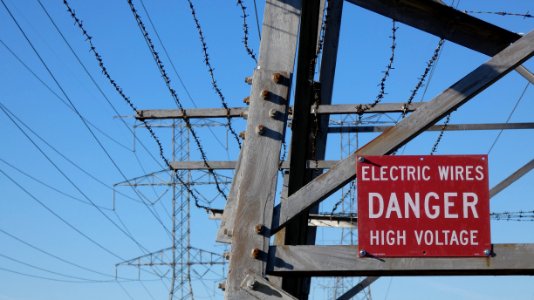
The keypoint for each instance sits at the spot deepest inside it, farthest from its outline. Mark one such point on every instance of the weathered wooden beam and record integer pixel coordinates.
(260, 288)
(512, 178)
(507, 259)
(242, 112)
(358, 288)
(301, 149)
(445, 22)
(395, 137)
(449, 127)
(230, 164)
(525, 73)
(255, 194)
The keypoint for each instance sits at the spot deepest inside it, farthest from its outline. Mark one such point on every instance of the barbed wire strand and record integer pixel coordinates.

────────────────

■ **YOUR ASSIGNMENT**:
Excluding the pictures, output every entry above without alteration.

■ **ANSWER TO THIS TASK**:
The keypoint for each instance sits at the spot deepest inside it, farthest from its outline. Mark one such point on every instance of the weathered wooden beam and record integer pixel coordinates.
(260, 288)
(512, 178)
(507, 259)
(242, 112)
(358, 288)
(301, 149)
(445, 22)
(395, 137)
(449, 127)
(230, 164)
(525, 73)
(255, 194)
The keypoint for each instance sits at the spot deepest inside it, farthest from its outline. Mark one such point on every instance of the barbed wire strand and record integer pixel coordinates.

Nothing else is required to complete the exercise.